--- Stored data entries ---

* * * * * * *

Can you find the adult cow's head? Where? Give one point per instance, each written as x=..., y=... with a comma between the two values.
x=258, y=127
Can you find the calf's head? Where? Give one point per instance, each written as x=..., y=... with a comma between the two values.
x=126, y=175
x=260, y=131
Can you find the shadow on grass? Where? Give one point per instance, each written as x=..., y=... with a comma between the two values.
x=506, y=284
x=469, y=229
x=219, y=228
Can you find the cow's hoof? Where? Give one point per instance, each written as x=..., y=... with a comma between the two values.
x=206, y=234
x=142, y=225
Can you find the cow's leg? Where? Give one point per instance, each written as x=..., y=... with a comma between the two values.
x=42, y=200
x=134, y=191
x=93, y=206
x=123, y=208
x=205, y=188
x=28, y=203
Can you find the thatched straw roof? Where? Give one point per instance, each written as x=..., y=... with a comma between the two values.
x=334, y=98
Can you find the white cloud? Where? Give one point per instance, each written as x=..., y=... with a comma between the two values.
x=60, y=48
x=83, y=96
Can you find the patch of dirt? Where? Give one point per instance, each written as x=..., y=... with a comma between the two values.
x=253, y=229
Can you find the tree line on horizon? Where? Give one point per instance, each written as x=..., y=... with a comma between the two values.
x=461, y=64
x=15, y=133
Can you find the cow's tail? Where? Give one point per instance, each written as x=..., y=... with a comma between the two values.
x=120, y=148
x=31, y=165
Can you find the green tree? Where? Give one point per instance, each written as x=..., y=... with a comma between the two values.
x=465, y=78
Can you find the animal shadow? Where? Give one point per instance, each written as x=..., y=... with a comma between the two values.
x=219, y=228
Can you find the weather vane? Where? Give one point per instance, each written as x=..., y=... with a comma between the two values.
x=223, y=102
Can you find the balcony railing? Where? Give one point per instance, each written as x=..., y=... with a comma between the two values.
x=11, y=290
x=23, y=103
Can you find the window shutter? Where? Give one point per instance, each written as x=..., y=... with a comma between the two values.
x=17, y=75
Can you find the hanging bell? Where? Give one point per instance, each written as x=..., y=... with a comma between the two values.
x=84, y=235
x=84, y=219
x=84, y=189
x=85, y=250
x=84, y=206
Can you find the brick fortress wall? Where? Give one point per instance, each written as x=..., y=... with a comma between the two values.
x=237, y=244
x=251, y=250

* * * * * * *

--- To do ---
Copy the records out again word for word.

--- Output for this task ---
Can you find the adult cow's head? Where? Give one point per instance, each written as x=..., y=... with a comma between the two values.
x=258, y=127
Can you find the calf's head? Where? Give one point per instance, each written as x=..., y=... with a comma between the two values.
x=126, y=175
x=260, y=131
Can you find the shadow on grass? Where? Give one point per instance, each written as x=..., y=... with a comma between the two values.
x=506, y=284
x=469, y=229
x=219, y=228
Can you find the cow's hoof? Where? Give one point per instance, each written as x=..., y=... with a comma between the two values.
x=206, y=234
x=142, y=225
Can you find the cow's leg? Where? Give one point per instance, each written as x=..., y=... with a comma between the two values.
x=42, y=200
x=134, y=191
x=93, y=206
x=123, y=208
x=205, y=188
x=28, y=203
Can you find the thatched straw roof? Where? Give one point per instance, each written as x=..., y=... with a comma between the two values.
x=334, y=98
Can you find the white cloud? Where? Give one point per instance, each written as x=..., y=... with a comma between the two values.
x=60, y=48
x=83, y=96
Can you find the patch of dirt? Where? Give one point per instance, each written as x=..., y=... with a comma between the two values.
x=253, y=229
Can you find the tree line on horizon? Where? Give one point per instance, each written as x=..., y=... with a comma between the two values.
x=461, y=64
x=15, y=133
Can you find the cow's tail? Where? Give one point per instance, each written as x=..., y=... with a comma between the two values.
x=120, y=148
x=31, y=165
Can you find the green tree? Where? Give one point per instance, each written as x=..., y=... with a comma between the two values.
x=465, y=78
Can you find the animal shadow? Where? Give one point per instance, each written as x=..., y=... with a comma between the two values.
x=219, y=228
Can you find the weather vane? Where? Give one point per instance, each written as x=..., y=... with a comma between the two values.
x=223, y=102
Can you find the balcony railing? Where? Give one point per instance, each written as x=..., y=... with a comma between the two values.
x=11, y=290
x=23, y=103
Can you find the window shutter? Where? Give one point per instance, each written as x=..., y=... with a comma between the two values.
x=17, y=75
Can you find the hanging bell? Where? Give one point per instance, each written as x=..., y=... with a comma between the two values.
x=84, y=235
x=84, y=219
x=84, y=189
x=85, y=250
x=84, y=206
Can you find the brick fortress wall? Where? Give one point per instance, each written as x=..., y=... with a comma between the two values.
x=237, y=244
x=251, y=250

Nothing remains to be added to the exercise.